## ФРАГМЕНТ ТЕКСТА
——
Исследование экзистенциального опыта, на котором зиждется книга-опыт, не может быть представлено в виде тривиального биографического описания; рассматривать такой опыт — значит со всем возможным вниманием следовать тем линиям жизни и письма философа, в которых он достигал пределов, границ, концов, где он исчерпывал последние возможности своего существования и языка, доходил до крайности, откуда уже нельзя было двинуться дальше, где он останавливался и возвращался назад, чтобы сначала пройти путь до какого-то другого конца, предела, или, наоборот, где он заступал за опасную грань, буквально во вред себе. Такого рода опыт — постоянное испытание и пытание себя, опыт-пытка. По точному замечанию Фуко, отдаваться такого рода опыту — «значит пытаться достичь той точки жизни, которая как можно ближе к тому, что невозможно пережить» [4].

Как ни парадоксально, но книга Дидье Эрибона, посвященная «предельному опыту» Мишеля Фуко, характеризуется выдержанным чувством меры, что выгодно отличает ее от других, более поздних биографий французского мыслителя, в которых зачастую смакуются иные подробности «обратной стороны» жизни философа. Но самое главное достоинство работы даже не в этом. Биография Эрибона не только представляет нам увлекательную картину жизни и творчества одного из крупнейших мыслителей XX века, но и впервые открывает русскому читателю сложный, многообразный, полифонический ландшафт французской философии, предлагает своего рода карту, путеводитель по тем памятным местам, где формируется французская мысль: начиная с последнего класса французского классического лицея, в котором философия — главный предмет, и кончая Коллеж де Франс, единственным в своем роде образовательным учреждением, основанным королем Франциском I в 1530 году в противовес Парижскому университету.
——
## ЗАДАНИЕ A
Назовите всех людей, которые упомянуты по имени в тексте о биографии Мишеля Фуко.
——
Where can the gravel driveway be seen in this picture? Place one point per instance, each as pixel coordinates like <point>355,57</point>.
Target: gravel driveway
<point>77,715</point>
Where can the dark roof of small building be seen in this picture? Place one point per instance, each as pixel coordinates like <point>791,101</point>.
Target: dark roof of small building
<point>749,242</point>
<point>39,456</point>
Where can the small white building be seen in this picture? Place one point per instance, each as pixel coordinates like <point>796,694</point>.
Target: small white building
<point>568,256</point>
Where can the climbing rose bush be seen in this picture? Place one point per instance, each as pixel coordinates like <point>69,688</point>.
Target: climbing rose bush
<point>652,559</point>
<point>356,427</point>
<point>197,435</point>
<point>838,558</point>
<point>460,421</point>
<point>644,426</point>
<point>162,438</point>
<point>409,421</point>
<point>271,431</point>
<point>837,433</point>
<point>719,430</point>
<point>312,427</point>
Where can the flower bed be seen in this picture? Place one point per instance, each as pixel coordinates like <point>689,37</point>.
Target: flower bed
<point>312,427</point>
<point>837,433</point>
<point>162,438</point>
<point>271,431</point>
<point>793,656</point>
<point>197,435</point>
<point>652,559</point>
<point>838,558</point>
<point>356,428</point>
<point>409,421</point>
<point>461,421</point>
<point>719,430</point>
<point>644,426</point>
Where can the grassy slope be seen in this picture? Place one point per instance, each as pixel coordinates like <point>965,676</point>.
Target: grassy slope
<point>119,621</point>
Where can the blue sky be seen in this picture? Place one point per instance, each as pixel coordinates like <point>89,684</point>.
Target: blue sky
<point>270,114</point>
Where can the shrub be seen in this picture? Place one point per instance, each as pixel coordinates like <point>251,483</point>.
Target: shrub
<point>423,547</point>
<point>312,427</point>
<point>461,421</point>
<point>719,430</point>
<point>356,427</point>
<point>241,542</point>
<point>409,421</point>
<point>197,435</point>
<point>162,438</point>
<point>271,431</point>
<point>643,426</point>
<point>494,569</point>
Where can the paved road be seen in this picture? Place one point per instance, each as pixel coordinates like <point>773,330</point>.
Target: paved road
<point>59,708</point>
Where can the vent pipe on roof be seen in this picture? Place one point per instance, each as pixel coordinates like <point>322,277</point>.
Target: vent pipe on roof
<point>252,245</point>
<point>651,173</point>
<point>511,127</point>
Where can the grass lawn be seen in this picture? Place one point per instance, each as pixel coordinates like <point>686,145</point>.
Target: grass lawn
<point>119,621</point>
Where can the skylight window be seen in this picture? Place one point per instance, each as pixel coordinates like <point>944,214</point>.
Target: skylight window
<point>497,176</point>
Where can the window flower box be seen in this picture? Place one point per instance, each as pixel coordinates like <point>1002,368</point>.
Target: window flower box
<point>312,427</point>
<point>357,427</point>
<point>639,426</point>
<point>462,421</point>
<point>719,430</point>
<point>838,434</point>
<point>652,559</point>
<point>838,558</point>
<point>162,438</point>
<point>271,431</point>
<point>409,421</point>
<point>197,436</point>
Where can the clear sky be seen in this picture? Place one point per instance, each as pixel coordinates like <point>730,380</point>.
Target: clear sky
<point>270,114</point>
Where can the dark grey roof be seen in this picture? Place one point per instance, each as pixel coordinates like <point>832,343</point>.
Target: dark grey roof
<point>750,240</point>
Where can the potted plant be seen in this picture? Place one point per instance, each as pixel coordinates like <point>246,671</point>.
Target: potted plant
——
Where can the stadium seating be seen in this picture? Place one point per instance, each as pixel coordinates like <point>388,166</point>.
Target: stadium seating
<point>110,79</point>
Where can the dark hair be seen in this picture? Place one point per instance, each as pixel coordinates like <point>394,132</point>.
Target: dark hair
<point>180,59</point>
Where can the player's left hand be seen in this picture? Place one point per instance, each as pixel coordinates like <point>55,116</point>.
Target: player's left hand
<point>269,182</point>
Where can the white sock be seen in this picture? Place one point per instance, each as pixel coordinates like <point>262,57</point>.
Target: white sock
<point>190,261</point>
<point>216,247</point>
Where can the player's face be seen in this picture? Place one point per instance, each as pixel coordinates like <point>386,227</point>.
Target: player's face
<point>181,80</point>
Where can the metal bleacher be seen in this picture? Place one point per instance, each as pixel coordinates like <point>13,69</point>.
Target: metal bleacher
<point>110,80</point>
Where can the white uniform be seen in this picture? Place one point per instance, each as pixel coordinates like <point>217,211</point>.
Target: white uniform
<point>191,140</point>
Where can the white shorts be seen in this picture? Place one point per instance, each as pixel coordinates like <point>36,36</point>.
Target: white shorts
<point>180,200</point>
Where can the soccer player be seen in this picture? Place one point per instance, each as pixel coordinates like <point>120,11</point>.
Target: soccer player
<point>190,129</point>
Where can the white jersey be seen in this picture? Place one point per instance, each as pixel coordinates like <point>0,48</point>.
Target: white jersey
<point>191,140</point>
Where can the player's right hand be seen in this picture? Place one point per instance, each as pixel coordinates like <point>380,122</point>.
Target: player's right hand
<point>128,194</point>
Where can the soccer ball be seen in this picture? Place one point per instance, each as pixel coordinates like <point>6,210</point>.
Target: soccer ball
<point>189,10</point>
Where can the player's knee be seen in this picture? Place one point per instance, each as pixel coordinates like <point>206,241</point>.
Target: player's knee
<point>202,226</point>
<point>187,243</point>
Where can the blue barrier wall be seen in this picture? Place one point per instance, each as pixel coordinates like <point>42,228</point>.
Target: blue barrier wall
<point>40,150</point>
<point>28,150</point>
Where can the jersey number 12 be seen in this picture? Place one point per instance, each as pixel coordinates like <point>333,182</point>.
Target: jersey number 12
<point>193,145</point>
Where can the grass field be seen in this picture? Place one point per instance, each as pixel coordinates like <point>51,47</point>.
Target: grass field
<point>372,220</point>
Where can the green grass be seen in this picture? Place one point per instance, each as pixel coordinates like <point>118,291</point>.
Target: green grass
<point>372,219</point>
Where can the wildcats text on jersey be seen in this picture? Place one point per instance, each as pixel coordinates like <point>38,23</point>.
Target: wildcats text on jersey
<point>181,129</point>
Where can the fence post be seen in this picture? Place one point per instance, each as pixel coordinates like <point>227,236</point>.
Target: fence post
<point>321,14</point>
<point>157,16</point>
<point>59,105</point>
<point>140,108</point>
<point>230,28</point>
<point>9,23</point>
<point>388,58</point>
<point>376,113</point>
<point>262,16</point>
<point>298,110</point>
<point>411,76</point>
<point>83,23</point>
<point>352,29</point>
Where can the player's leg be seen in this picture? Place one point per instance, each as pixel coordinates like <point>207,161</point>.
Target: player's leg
——
## ЗАДАНИЕ B
Переименуйте «player's» в «athlete's» в строках листинга от строки с «Where can the stadium» до строки с «<point>181,80</point>», ничего больше не меняя. Выведите только эти строки.

## РЕШЕНИЕ ЗАДАНИЯ A
Мишель Фуко, Дидье Эрибон, Франциск I.

## РЕШЕНИЕ ЗАДАНИЯ B
Where can the stadium seating be seen in this picture? Place one point per instance, each as pixel coordinates like <point>388,166</point>.
Target: stadium seating
<point>110,79</point>
Where can the dark hair be seen in this picture? Place one point per instance, each as pixel coordinates like <point>394,132</point>.
Target: dark hair
<point>180,59</point>
Where can the athlete's left hand be seen in this picture? Place one point per instance, each as pixel coordinates like <point>55,116</point>.
Target: athlete's left hand
<point>269,182</point>
Where can the white sock be seen in this picture? Place one point per instance, each as pixel coordinates like <point>262,57</point>.
Target: white sock
<point>190,261</point>
<point>216,247</point>
Where can the athlete's face be seen in this picture? Place one point per instance, each as pixel coordinates like <point>386,227</point>.
Target: athlete's face
<point>181,80</point>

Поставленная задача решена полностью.